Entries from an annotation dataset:
————

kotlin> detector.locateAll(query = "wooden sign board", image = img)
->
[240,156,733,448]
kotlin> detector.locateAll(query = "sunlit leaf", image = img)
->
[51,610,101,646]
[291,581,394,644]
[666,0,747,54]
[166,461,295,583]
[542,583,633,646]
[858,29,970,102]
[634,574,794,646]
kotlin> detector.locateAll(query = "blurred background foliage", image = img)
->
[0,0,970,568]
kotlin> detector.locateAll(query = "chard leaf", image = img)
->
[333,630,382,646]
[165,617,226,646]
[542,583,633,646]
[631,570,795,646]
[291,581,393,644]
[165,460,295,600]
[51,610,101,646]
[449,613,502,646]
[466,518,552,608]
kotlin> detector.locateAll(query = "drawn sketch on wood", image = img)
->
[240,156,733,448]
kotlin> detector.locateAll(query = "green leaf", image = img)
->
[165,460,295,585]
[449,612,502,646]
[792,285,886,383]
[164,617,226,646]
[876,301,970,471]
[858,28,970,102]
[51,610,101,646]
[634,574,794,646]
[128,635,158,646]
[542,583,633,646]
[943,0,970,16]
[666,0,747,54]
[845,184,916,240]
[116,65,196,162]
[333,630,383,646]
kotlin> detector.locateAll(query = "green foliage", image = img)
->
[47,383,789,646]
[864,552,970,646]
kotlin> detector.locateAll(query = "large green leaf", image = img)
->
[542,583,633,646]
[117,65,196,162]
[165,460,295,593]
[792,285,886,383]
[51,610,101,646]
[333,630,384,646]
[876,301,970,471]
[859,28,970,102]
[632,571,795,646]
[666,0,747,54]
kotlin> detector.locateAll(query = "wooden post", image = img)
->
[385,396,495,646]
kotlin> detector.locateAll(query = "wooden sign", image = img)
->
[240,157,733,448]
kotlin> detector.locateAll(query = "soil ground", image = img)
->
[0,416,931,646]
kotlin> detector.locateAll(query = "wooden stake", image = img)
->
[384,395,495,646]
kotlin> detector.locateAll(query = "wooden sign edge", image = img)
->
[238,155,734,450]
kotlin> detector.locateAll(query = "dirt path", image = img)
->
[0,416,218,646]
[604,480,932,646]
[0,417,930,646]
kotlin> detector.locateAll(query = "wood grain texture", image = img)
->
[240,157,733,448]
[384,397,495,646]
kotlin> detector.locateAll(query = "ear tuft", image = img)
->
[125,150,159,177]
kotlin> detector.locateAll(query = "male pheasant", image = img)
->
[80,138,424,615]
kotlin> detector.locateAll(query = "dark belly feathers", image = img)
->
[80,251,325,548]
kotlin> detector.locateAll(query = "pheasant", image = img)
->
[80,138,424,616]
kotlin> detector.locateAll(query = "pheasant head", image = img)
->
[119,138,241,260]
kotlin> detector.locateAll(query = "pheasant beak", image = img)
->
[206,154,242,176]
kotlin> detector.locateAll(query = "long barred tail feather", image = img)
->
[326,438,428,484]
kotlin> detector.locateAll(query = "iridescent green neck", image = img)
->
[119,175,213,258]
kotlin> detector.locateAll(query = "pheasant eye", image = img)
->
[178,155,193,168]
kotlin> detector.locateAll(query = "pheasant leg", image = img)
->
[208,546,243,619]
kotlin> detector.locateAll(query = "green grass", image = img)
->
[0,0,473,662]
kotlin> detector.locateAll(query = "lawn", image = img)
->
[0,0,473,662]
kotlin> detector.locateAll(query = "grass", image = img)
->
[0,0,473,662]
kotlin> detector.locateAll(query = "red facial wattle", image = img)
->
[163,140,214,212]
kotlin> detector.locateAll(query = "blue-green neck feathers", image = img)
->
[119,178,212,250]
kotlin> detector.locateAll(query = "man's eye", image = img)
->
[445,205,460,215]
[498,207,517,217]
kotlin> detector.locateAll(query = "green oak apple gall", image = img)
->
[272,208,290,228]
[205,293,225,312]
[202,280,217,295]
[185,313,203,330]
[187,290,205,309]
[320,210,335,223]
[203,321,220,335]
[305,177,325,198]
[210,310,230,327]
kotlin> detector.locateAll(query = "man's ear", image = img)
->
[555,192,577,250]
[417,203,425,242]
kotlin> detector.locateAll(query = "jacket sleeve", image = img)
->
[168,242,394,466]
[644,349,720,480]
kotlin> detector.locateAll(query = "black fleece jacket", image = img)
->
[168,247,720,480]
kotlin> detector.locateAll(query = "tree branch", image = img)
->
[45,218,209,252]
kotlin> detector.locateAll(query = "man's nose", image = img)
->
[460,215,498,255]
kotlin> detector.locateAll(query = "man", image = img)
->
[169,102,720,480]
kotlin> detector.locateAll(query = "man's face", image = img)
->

————

▶ Problem
Write out the whole listing exactly.

▶ Output
kotlin> detector.locateAll(query = "wooden sign board", image = img)
->
[240,156,733,448]
kotlin> detector.locateAll(query = "sunlit leaf", image = img)
->
[51,610,101,646]
[291,581,394,644]
[666,0,747,54]
[166,461,295,583]
[542,583,633,646]
[858,29,970,102]
[634,574,794,646]
kotlin> detector.locateAll(query = "blurred background foliage", image = img)
->
[0,0,970,568]
kotlin> detector.locateAll(query = "chard leaf", image = img)
->
[333,630,382,646]
[165,617,226,646]
[542,583,633,646]
[631,570,795,646]
[291,581,393,644]
[165,460,295,600]
[51,610,101,646]
[449,613,502,646]
[466,518,552,608]
kotlin> detector.locateAll(query = "drawn sketch on wood", image = img)
->
[240,156,733,448]
kotlin> detector.locateAll(query = "green leaf", image = img)
->
[165,460,295,585]
[449,612,502,646]
[792,285,886,383]
[164,617,226,646]
[876,301,970,471]
[858,28,970,102]
[51,610,101,646]
[634,574,794,646]
[128,635,158,646]
[542,583,633,646]
[943,0,970,16]
[666,0,747,54]
[845,184,916,240]
[116,65,196,162]
[333,630,383,646]
kotlin> detector.locateAll(query = "green foliage", image = img)
->
[47,383,789,646]
[864,552,970,646]
kotlin> detector.locateAll(query = "large green leaf", image = img)
->
[542,583,633,646]
[117,65,196,162]
[165,460,295,593]
[792,285,886,383]
[51,610,101,646]
[333,630,384,646]
[876,301,970,471]
[859,28,970,102]
[632,571,795,646]
[666,0,747,54]
kotlin> detector.locateAll(query = "wooden post", image = img)
->
[385,396,495,646]
kotlin> detector.locateAll(query = "wooden sign", image = img)
->
[240,157,733,448]
kotlin> detector.locateAll(query = "soil ground", image = img)
->
[0,416,931,646]
kotlin> detector.locateAll(query = "wooden stake", image = img)
->
[384,395,495,646]
kotlin> detector.locateAll(query = "wooden sign edge", image = img)
->
[238,155,734,450]
kotlin> detector.locateAll(query = "dirt path", image = img)
->
[0,416,218,646]
[604,480,932,646]
[0,417,930,646]
kotlin> detector.locateAll(query = "wood grain texture", image = img)
->
[240,157,733,448]
[384,397,495,646]
kotlin> detector.locateAll(query = "ear tuft", image = img)
->
[125,150,159,177]
kotlin> detector.locateAll(query = "male pheasant", image = img)
->
[80,138,424,615]
kotlin> detector.locateAll(query = "dark belly feathers", image = img)
->
[80,251,325,548]
kotlin> detector.locateAll(query = "pheasant", image = img)
->
[80,138,424,616]
kotlin> detector.locateAll(query = "pheasant head", image = img)
->
[119,138,241,260]
kotlin> detector.locateAll(query = "pheasant beak", image = img)
->
[206,154,242,176]
kotlin> detector.locateAll(query = "long barred tail feather", image = img)
->
[326,438,428,484]
kotlin> detector.locateAll(query = "iridescent green neck", image = img)
->
[119,175,213,258]
kotlin> detector.locateAll(query = "pheasant eye", image = img)
->
[178,155,193,168]
kotlin> detector.locateAll(query = "pheasant leg", image = img)
->
[208,546,243,619]
kotlin> detector.locateAll(query = "green grass", image = img)
->
[0,0,473,662]
kotlin> detector.locateAll(query = "lawn", image = img)
->
[0,0,473,662]
kotlin> detector.locateAll(query = "grass", image = img)
->
[0,0,473,662]
kotlin> detector.locateAll(query = "red facial wattle", image = img)
->
[163,140,214,212]
kotlin> detector.locateAll(query = "blue-green neck feathers", image = img)
->
[119,178,212,250]
kotlin> detector.locateAll(query = "man's eye", image = img)
->
[445,205,460,215]
[498,207,517,217]
kotlin> detector.locateAll(query = "green oak apple gall", image = img)
->
[272,208,290,228]
[205,293,225,312]
[202,280,217,295]
[185,313,203,330]
[187,290,205,309]
[320,210,335,223]
[203,321,220,335]
[305,177,325,198]
[210,310,230,327]
kotlin> detector.locateAll(query = "man's ear", image = img)
->
[555,192,577,250]
[417,203,425,242]
kotlin> detector.locateAll(query = "jacket sleeve", image = img)
->
[168,242,394,466]
[644,349,720,480]
kotlin> detector.locateAll(query = "black fleece jacket", image = img)
->
[168,247,720,480]
kotlin> detector.locateAll(query = "tree branch", image = img)
->
[45,218,209,252]
kotlin> detector.locateAll(query = "man's nose", image = img)
->
[460,215,498,255]
kotlin> detector.locateAll(query = "man", image = img)
->
[169,102,720,480]
kotlin> detector.locateAll(query = "man's face", image = img)
->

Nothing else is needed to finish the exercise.